● REQUEST
Pick out every line in the entries that contains the string "target", and copy each of those lines in full. Case counts, so uppercase and lowercase letters don't match each other.

_ _ _ _

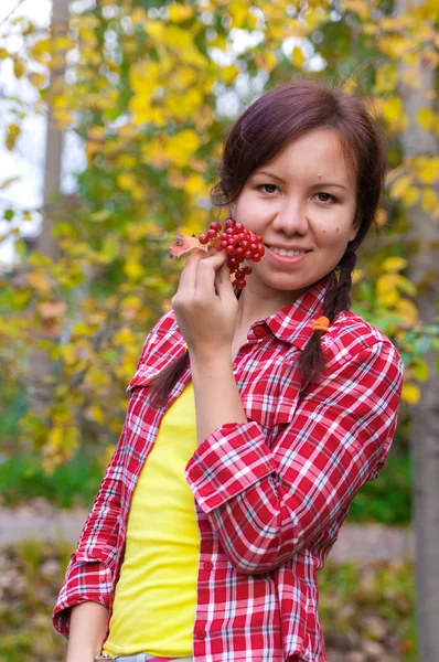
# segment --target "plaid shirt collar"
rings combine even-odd
[[[332,271],[296,301],[264,320],[276,338],[303,350],[312,334],[312,322],[323,314],[324,297],[335,280]],[[256,322],[260,325],[261,321]]]

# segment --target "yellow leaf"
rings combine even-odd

_ _ _ _

● EXERCISE SOLUTION
# segment --target "plaid shirt collar"
# segment --target "yellow leaf"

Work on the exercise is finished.